(Source records)

....

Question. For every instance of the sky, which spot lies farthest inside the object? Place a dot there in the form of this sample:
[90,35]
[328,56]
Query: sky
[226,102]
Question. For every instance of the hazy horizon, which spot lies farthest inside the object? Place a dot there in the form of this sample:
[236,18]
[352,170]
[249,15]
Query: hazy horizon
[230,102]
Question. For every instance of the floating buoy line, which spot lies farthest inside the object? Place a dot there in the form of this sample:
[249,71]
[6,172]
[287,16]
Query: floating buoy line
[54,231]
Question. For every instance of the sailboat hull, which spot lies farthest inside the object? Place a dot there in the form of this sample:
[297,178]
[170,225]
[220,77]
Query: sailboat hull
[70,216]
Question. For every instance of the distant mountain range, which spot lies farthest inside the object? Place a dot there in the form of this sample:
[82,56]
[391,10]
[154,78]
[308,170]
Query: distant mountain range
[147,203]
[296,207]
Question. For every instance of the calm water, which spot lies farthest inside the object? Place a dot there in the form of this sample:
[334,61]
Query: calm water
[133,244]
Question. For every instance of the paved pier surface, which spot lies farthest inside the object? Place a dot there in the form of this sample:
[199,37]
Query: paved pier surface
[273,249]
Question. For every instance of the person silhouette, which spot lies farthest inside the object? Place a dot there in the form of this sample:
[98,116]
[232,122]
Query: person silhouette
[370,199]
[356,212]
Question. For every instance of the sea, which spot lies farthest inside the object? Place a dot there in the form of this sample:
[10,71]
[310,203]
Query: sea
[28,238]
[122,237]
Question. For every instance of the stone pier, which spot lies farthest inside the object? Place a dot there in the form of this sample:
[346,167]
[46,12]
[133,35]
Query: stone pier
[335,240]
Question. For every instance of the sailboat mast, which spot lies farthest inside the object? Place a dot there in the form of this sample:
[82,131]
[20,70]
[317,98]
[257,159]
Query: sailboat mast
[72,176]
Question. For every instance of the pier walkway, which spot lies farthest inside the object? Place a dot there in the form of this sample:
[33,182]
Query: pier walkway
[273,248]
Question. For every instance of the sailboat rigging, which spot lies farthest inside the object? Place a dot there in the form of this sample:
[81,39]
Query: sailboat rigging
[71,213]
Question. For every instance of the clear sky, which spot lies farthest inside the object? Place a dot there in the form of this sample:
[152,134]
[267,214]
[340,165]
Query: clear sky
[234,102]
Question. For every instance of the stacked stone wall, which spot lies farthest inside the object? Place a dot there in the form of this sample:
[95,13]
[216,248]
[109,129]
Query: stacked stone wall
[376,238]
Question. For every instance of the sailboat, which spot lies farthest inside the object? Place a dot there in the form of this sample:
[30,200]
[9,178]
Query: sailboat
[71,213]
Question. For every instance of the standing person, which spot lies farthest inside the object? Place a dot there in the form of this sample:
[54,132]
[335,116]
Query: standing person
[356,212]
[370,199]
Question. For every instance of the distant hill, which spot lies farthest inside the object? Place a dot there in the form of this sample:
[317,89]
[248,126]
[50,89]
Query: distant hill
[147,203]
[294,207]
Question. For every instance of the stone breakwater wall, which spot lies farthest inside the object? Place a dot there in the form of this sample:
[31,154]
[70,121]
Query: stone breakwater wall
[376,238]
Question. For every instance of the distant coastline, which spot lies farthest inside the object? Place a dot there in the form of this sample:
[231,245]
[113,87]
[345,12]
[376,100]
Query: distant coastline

....

* **EXERCISE OBJECTIVE**: For every entry in the records above, write an exact copy.

* **SOLUTION**:
Question. For every instance of the sky, which spot lies farthest inside the object? Place a dot there in the form of this sample:
[90,35]
[328,56]
Query: sky
[226,102]
Question. For every instance of the hazy horizon, which spot lies farthest inside the object? Place a dot there in the form of this sample:
[236,18]
[352,170]
[249,15]
Query: hazy horizon
[230,102]
Question. For every instance of the floating buoy line, which spot lies farthest inside the object? Place a dot there in the form of this sample:
[249,71]
[6,172]
[287,16]
Query: floating buoy line
[54,231]
Question. For every instance of the sailboat hull, which spot lies farthest inside the object? Place a dot there in the form of this sample:
[297,178]
[170,225]
[220,77]
Query: sailboat hull
[70,216]
Question. For every instance of the distant mountain range, which spot lies farthest inside the object? Place a dot there in the form of this sample:
[82,56]
[391,10]
[154,78]
[308,170]
Query: distant mountain range
[147,203]
[296,207]
Question. For every instance of the calm water, which spot lies farthest inside the object? Place a dot there in the form of this sample:
[334,61]
Query: calm water
[133,244]
Question. For every instance of the paved pier surface, which spot lies farthest inside the object? Place a dot there in the form of this sample:
[199,37]
Query: paved pier surface
[273,249]
Question. For every instance of the person silhouette, which spot lies farthest inside the object? Place a dot there in the form of this sample:
[98,116]
[232,122]
Query: person silhouette
[370,199]
[356,212]
Question. For every instance of the sea, which spot lies farthest inside the object? Place a dot there in the form of this sample:
[10,71]
[310,203]
Query: sea
[28,238]
[122,237]
Question. For every instance of the stone pier, which spot lies farthest inside the object? Place a dot there in the form of this sample:
[346,167]
[46,12]
[133,35]
Query: stone pier
[335,240]
Question. For every instance of the sailboat mast, which spot lies farthest inside the object? Place a dot there in the form of this sample:
[82,131]
[20,70]
[317,98]
[257,159]
Query: sailboat mast
[72,176]
Question. For every instance of the pier walkway, which spot lies farthest inside the object? Place a dot there in the form of this sample:
[33,182]
Query: pier walkway
[273,248]
Question. For every instance of the sailboat rigging, which spot lies farthest inside the object? Place a dot there in the form of this sample:
[81,39]
Query: sailboat rigging
[71,213]
Question. For every instance of the clear sky, which spot lies farthest inside the object? Place a dot there in the form of this sample:
[152,134]
[267,214]
[340,165]
Query: clear sky
[234,102]
Question. For every instance of the stacked stone wall, which spot lies farthest inside the object? Place a dot there in the form of this sample:
[95,13]
[216,248]
[109,129]
Query: stacked stone wall
[376,238]
Question. For every instance of the sailboat, which spot lies farthest inside the object? Place a dot there in the form of this sample:
[30,200]
[9,178]
Query: sailboat
[71,213]
Question. For every instance of the standing person, which spot lies farthest inside the object? Place a dot there in the form of this sample:
[54,132]
[335,116]
Query: standing person
[356,212]
[370,199]
Question. For every instance of the distant hill, which spot lies farthest inside the object? Place a dot there in the form of this sample:
[317,89]
[248,126]
[50,89]
Query: distant hill
[147,203]
[294,207]
Question. For every instance of the stone breakwater wall, which spot lies farthest inside the object? Place a dot there in the form of this sample:
[31,154]
[70,121]
Query: stone breakwater wall
[376,238]
Question. For every instance of the distant coastline, which spot lies farthest inside the object? Place a dot there in the form of this sample:
[231,245]
[113,87]
[345,12]
[376,100]
Query: distant coastline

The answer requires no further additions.